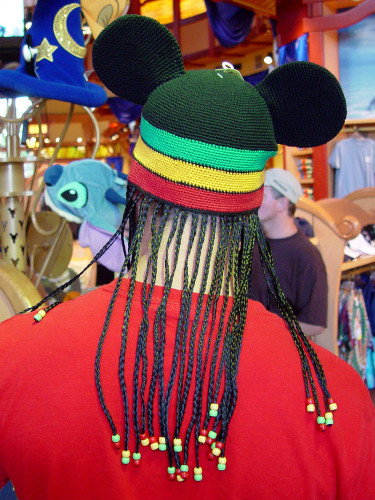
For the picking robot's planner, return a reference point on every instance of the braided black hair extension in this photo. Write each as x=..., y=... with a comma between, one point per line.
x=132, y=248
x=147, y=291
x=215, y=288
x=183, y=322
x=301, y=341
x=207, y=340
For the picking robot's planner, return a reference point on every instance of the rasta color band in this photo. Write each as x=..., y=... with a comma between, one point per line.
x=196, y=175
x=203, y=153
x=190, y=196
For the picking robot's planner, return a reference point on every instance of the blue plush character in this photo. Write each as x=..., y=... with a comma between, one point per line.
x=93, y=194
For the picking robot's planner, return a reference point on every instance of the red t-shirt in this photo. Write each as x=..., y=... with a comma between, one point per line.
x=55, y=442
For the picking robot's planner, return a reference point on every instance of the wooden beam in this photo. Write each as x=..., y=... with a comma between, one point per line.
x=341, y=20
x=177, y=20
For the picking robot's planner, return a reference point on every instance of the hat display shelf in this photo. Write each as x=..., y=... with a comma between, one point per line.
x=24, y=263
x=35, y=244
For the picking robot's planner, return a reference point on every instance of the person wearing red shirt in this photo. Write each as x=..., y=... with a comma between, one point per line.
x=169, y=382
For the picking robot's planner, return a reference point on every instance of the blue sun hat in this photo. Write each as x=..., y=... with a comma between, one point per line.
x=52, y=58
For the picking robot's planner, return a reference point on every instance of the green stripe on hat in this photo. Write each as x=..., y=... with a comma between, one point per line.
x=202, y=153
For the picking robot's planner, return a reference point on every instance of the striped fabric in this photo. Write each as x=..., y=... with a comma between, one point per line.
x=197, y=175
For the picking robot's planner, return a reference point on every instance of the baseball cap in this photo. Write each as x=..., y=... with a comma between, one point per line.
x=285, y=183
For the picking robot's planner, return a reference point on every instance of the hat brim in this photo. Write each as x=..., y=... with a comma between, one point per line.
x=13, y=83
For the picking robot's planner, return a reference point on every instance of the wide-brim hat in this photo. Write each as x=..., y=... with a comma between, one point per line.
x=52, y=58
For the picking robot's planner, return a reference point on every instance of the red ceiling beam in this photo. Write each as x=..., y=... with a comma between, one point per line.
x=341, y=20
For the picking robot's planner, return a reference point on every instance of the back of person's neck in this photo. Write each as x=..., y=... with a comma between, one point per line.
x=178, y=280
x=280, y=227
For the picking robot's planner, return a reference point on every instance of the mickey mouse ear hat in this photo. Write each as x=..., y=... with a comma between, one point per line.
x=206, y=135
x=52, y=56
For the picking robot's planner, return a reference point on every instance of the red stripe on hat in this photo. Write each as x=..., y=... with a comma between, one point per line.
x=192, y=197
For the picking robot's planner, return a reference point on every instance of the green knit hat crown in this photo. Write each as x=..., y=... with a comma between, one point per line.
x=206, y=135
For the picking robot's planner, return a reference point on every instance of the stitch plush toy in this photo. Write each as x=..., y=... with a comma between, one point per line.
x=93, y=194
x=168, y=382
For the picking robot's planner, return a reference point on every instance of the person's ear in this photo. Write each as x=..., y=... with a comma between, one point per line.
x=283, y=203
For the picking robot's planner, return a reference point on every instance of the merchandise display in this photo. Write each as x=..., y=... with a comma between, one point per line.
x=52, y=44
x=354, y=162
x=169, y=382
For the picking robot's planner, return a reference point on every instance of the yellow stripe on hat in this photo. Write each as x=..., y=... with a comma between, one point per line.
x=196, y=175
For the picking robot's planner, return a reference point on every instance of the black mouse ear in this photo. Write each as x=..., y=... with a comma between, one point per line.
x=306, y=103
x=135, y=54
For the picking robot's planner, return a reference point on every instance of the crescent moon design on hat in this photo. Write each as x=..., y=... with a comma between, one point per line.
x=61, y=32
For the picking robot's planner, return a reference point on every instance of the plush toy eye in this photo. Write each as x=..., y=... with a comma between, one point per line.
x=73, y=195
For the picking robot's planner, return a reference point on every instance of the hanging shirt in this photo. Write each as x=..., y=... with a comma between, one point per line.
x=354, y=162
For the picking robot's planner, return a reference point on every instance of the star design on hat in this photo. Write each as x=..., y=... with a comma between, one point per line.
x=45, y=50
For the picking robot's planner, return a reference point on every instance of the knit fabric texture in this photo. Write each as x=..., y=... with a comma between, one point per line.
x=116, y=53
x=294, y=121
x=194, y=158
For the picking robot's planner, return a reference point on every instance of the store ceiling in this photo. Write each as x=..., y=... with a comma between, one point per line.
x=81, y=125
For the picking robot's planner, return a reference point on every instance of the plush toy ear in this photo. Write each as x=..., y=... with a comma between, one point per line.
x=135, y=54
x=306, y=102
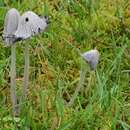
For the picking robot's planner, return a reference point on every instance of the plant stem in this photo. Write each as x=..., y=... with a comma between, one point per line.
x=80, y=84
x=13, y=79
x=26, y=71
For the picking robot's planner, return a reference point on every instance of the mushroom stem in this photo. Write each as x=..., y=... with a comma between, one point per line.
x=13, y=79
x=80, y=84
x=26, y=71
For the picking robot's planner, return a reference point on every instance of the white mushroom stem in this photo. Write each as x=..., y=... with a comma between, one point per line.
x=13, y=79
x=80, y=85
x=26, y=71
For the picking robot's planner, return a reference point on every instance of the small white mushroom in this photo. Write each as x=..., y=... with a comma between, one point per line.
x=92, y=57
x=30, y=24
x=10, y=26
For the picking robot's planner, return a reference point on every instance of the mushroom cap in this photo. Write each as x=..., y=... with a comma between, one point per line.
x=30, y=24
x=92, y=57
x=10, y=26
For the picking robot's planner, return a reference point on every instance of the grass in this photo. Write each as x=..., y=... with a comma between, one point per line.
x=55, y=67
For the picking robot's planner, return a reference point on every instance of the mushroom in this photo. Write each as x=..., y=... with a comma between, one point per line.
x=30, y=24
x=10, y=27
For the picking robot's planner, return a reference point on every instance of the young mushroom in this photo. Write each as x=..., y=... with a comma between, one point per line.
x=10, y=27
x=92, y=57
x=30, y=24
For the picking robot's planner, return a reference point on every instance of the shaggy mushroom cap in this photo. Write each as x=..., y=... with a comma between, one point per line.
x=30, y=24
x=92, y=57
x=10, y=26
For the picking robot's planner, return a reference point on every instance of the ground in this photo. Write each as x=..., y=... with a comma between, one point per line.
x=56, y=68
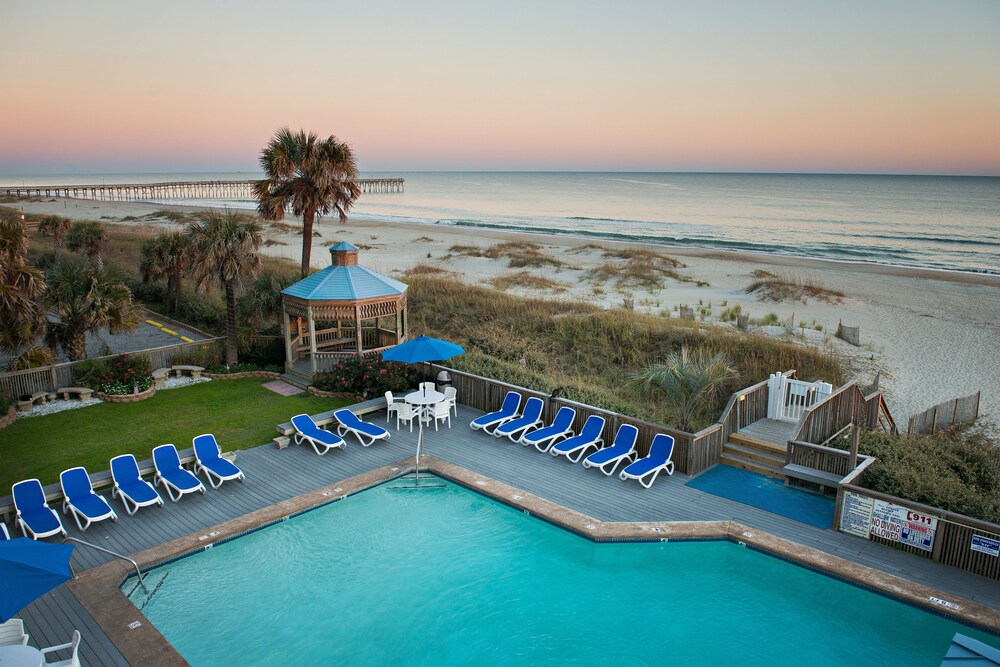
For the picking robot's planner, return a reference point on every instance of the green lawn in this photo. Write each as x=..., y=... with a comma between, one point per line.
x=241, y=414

◇ ◇ ◇ ◇ ◇

_Given instruction_
Can you output everything from the start of these lines down to the line containing "x=207, y=340", inclusive, as a JSON list of strings with one string per line? Skip blank lines, and leave the pictures out.

_The result_
[
  "For the picking robot's planner, return a reference point on every instance of the braided black hair extension in this photo. Write each as x=..., y=... with a comma between, one point per line.",
  "x=132, y=248",
  "x=147, y=291",
  "x=215, y=288",
  "x=183, y=322",
  "x=301, y=341",
  "x=207, y=340"
]